(Dataset records)
● ● ●

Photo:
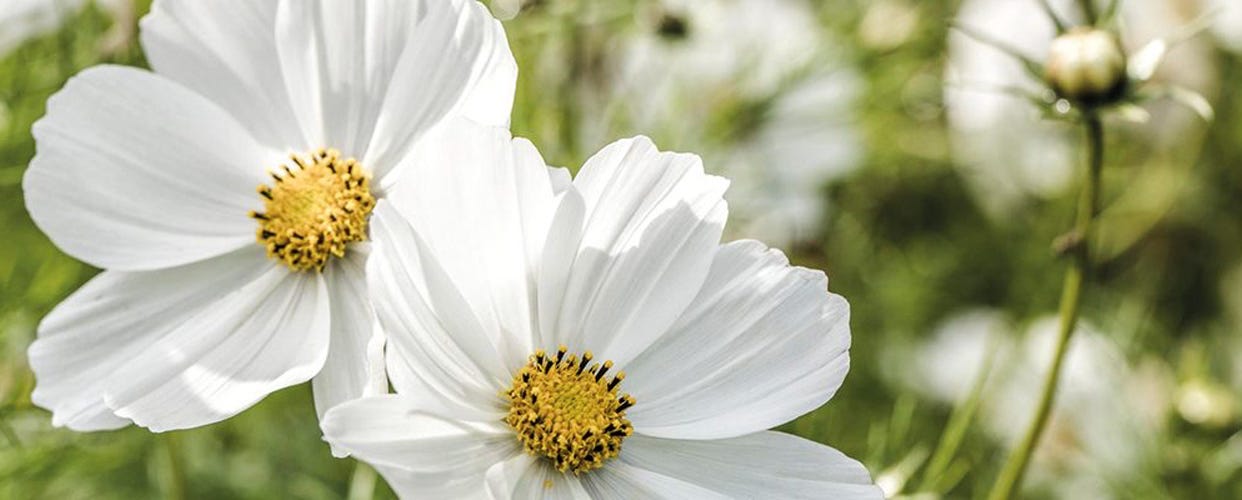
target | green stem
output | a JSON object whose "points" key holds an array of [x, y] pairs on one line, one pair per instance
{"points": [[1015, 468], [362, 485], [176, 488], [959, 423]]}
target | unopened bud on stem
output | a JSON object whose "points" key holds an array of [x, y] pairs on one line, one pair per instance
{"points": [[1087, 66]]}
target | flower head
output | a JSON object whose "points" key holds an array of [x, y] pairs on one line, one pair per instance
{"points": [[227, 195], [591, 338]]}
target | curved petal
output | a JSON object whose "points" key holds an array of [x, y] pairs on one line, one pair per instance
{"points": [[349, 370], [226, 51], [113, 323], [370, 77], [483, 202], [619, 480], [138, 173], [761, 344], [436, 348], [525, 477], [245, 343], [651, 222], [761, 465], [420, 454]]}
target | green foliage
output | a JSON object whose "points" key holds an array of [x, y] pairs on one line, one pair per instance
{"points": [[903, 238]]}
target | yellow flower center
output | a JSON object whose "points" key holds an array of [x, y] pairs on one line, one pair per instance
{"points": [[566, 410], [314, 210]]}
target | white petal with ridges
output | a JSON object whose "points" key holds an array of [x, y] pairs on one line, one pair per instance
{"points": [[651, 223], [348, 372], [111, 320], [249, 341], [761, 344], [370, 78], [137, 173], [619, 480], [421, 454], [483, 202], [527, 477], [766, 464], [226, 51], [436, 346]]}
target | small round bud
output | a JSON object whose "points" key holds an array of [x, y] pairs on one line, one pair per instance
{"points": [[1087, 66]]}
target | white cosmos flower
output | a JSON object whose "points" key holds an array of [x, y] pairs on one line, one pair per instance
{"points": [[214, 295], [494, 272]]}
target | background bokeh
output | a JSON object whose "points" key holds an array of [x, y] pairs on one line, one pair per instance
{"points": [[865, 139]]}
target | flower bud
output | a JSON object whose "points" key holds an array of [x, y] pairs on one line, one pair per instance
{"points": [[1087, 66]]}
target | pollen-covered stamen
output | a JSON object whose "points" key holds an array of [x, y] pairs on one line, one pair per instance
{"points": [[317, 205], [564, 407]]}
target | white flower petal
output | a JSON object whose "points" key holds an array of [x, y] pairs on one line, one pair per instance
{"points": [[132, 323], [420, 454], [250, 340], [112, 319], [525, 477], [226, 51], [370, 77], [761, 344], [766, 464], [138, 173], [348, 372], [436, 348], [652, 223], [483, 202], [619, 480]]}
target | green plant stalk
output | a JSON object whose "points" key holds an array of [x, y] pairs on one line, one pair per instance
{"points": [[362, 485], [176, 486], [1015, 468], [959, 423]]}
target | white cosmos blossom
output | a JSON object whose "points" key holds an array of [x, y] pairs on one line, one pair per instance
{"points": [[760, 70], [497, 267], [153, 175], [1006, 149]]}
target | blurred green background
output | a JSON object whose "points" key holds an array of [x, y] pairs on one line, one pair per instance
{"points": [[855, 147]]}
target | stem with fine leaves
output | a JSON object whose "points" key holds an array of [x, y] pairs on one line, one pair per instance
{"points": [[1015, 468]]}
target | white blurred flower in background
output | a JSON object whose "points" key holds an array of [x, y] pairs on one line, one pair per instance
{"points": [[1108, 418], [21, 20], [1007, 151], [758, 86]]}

● ● ●

PROBLEM STATEMENT -
Pictures are excluded; copy all other data exactly as shown.

TASK ANSWER -
Photo:
target | green stem
output | a JSON object whose "points" key holds an array of [x, y] pairs on one line, one pair per instance
{"points": [[1015, 468], [362, 485], [176, 488], [959, 423]]}
target | unopened bud on stem
output | a JSON object whose "points" key holds an array of [x, y] pairs on one line, one pair per instance
{"points": [[1087, 66]]}
target | flower head
output | a JSON object whose "points" key holds an array of [x, y] pairs on one line, one pair per instance
{"points": [[227, 195], [591, 338]]}
target | curved petal
output | a JSON object whose "points" key holds an array of [x, y] pairs on one line, one pair per instance
{"points": [[349, 370], [226, 51], [113, 323], [370, 77], [483, 202], [619, 480], [138, 173], [761, 344], [436, 348], [525, 477], [245, 343], [651, 222], [761, 465], [420, 454]]}
target | green foliage
output | a JSON object whose "points" key holds an array of [x, y] pairs on one line, one pair per instance
{"points": [[903, 238]]}
target | yellow flower center
output | a JSON object whose "points" key holds an array of [x, y] pairs on one line, one pair per instance
{"points": [[566, 410], [314, 210]]}
target | white petal with ridges
output | a JSON object whose "points" key holds an array of [x, y] pairs on one line, one pair per instance
{"points": [[651, 223], [348, 372], [111, 320], [249, 341], [761, 344], [370, 78], [137, 173], [619, 480], [421, 454], [483, 202], [527, 477], [766, 464], [226, 51], [436, 346]]}
target | small round bud
output | a JSON object whose "points" key holds an array of [x, y] pairs on one line, one pair per instance
{"points": [[1087, 66]]}
target | white cosmos flower
output | a JSON object whose "points" key holds an array of [x, y] pairs on one line, one pair per instance
{"points": [[214, 295], [494, 272]]}
target | background bokeh
output | a JSON object whose "points" key holds an array of [x, y] pairs on one line, one pair per instance
{"points": [[865, 139]]}
target | flower bud
output | a JSON object whose "points" key holds an array of [x, y] pairs on one line, one pair per instance
{"points": [[1087, 66]]}
target | pollen-covered stamen
output | a JSON object whose "points" key holds an array of [x, y] pairs on one line, one pair per instance
{"points": [[317, 205], [564, 407]]}
target | white flower petal
output | a JSON object whose "points" key holds an array of [x, y] pairs on one line, one pair per instance
{"points": [[132, 323], [420, 454], [250, 340], [112, 319], [525, 477], [226, 51], [370, 77], [761, 344], [766, 464], [138, 173], [348, 372], [436, 348], [652, 223], [483, 202], [619, 480]]}
target | green plant stalk
output | a JSON object whose "points" key holds an array of [x, y] pairs on one line, one pair per instance
{"points": [[362, 485], [176, 486], [1015, 468], [959, 423]]}
target | white cosmos blossom
output | a JSON object whose "points" key holds an array of [x, y] pairs on one line, one pair per instance
{"points": [[760, 70], [497, 267], [153, 175], [1006, 149]]}
target | blurred green background
output | a JSON object whose "points" key holds an array of [x, y] pairs on one line, one pair per instance
{"points": [[855, 147]]}
target | stem with fine leaves
output | a JSON object whose "points" key holds an array of [x, y] pairs on one line, one pair per instance
{"points": [[1015, 468]]}
target | white blurred flower in background
output | a JSON object whose "points" key holds an array of [x, y] pairs on one line, one pair per instance
{"points": [[1108, 418], [21, 20], [1007, 151], [758, 86]]}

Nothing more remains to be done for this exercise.